WORK REQUIRED ▸
Your reply should consist of the listing, copied exactly.

AVAILABLE RECORDS ▸
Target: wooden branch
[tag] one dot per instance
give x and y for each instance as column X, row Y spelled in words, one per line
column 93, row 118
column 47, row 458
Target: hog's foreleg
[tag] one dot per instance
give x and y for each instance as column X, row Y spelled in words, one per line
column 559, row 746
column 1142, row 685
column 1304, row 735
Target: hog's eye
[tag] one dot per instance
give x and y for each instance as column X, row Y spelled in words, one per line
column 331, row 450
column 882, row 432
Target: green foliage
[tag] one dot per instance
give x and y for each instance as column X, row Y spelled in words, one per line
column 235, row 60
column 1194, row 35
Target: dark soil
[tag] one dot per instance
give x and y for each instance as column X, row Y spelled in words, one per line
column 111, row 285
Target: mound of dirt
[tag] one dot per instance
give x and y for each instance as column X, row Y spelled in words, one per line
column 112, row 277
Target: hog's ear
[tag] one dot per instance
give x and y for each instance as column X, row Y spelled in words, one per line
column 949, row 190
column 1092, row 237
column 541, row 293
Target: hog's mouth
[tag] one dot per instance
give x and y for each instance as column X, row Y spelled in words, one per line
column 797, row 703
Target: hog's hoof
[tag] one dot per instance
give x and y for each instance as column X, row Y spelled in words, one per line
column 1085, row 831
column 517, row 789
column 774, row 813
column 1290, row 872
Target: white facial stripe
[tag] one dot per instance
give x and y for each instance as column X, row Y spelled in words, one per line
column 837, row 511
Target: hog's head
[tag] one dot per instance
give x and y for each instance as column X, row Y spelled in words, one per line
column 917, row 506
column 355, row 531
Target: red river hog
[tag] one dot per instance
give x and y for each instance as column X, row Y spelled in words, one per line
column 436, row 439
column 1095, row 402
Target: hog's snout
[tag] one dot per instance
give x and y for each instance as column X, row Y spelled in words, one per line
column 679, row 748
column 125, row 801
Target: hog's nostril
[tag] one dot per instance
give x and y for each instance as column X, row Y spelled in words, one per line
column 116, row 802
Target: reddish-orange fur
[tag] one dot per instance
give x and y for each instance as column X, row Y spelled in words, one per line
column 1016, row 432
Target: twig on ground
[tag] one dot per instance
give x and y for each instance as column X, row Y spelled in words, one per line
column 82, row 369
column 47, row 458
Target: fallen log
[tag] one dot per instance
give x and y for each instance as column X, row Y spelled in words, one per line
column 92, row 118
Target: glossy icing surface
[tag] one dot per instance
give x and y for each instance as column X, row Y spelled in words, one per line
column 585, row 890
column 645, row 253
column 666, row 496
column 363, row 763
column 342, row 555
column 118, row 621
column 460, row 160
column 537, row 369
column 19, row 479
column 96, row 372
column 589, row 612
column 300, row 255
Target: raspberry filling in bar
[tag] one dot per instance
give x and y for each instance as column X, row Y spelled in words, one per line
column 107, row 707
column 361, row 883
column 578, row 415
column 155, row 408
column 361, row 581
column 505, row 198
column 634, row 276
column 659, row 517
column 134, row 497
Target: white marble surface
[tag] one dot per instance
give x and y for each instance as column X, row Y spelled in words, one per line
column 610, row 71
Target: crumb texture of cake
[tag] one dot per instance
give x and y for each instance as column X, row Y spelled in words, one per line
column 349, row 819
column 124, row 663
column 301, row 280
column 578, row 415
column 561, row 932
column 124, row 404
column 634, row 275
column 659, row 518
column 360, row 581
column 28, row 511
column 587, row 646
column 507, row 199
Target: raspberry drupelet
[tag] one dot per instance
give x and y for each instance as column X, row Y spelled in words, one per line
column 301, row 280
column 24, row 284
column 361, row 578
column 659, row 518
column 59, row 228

EXPECTED ANSWER ▸
Target: wooden branch
[tag] one dot per instance
give x and y for each instance as column X, row Y spelled in words, one per line
column 93, row 118
column 47, row 458
Target: hog's foreleg
[tag] one dot per instance
give x and y for each instance as column X, row Y spelled in words, one per line
column 559, row 746
column 1142, row 685
column 1304, row 735
Target: hog's eye
[tag] one dot per instance
give x and y for each instance as column X, row Y spelled in words, one per line
column 331, row 450
column 882, row 432
Target: green foliage
[tag] one dot per instance
give x and y for each instance as column X, row Y spelled in words, one per line
column 235, row 60
column 1194, row 35
Target: dark soil
[tag] one dot per instance
give x and y for each instance as column X, row Y spelled in words, one per line
column 111, row 285
Target: mound of dirt
[tag] one dot per instance
give x and y for each instance as column X, row Y spelled in words, one per line
column 112, row 277
Target: hog's ear
[tag] one dot per instance
give x and y for each instance as column X, row Y spelled in words, one per line
column 949, row 190
column 1092, row 237
column 541, row 293
Target: hog's mouth
[tag] one dot per instance
give x and y for each instance as column X, row Y spelled in words, one per line
column 797, row 703
Target: hog's hoof
[tag] one dot per instance
give x and y for each instance as column X, row Y spelled in words, one per line
column 1085, row 831
column 517, row 789
column 774, row 813
column 1290, row 872
Target: white facial stripe
[tag] one dot per instance
give x and y for each instance as column X, row Y spelled in words, one per line
column 837, row 511
Target: hog's head
[tag] one dot per instance
give x and y for each instance as column X, row Y spelled in words, one per line
column 917, row 506
column 355, row 531
Target: red river hog
[tag] one dot per instance
give x and y for each instance as column X, row Y spelled in words, one per line
column 436, row 439
column 1095, row 402
Target: hog's snout
[tag] one dot per instance
give x and y for each instance as column X, row Y spelled in words, one per line
column 679, row 748
column 125, row 801
Target: hog's nostril
[tag] one dot per instance
give x and y for each instance as column X, row Y spelled in words, one per line
column 116, row 802
Target: reddish-orange fur
[tag] one dot per instance
give x and y for each instance as column X, row Y spelled in words, one per line
column 1016, row 432
Target: twig on ground
[tag] one dot per instance
give x and y for each instance as column X, row Y spelled in words, one per line
column 82, row 369
column 47, row 458
Target: fallen log
[tag] one dot per instance
give x and y for each instance as column X, row Y spelled in words, one per line
column 92, row 118
Target: glossy icing surface
[tag] one dot per instance
give x and y for each instance as column X, row Y spelled in words, one per line
column 585, row 890
column 645, row 253
column 666, row 496
column 363, row 763
column 342, row 555
column 118, row 621
column 460, row 160
column 537, row 369
column 19, row 479
column 96, row 372
column 589, row 612
column 300, row 255
Target: raspberry filling in bar
[tag] one dot per instance
give x and y for each instance as column X, row Y spelled in words, one per line
column 107, row 707
column 361, row 883
column 578, row 415
column 155, row 408
column 361, row 581
column 505, row 198
column 634, row 276
column 659, row 517
column 134, row 497
Target: white marble surface
[tag] one dot per instance
give x and y for each instance as column X, row Y spelled in words, one per line
column 610, row 71
Target: crumb texture of cake
[tag] one dot per instance
give x and y for each instance as column X, row Y spelled in words, one per line
column 349, row 819
column 124, row 663
column 301, row 280
column 578, row 415
column 561, row 932
column 124, row 404
column 634, row 275
column 659, row 518
column 360, row 581
column 28, row 511
column 587, row 646
column 507, row 199
Target: raspberry drupelet
[tag] one dot per instance
give x and y for each instance as column X, row Y spelled in words, one per line
column 301, row 280
column 24, row 284
column 361, row 578
column 659, row 518
column 59, row 228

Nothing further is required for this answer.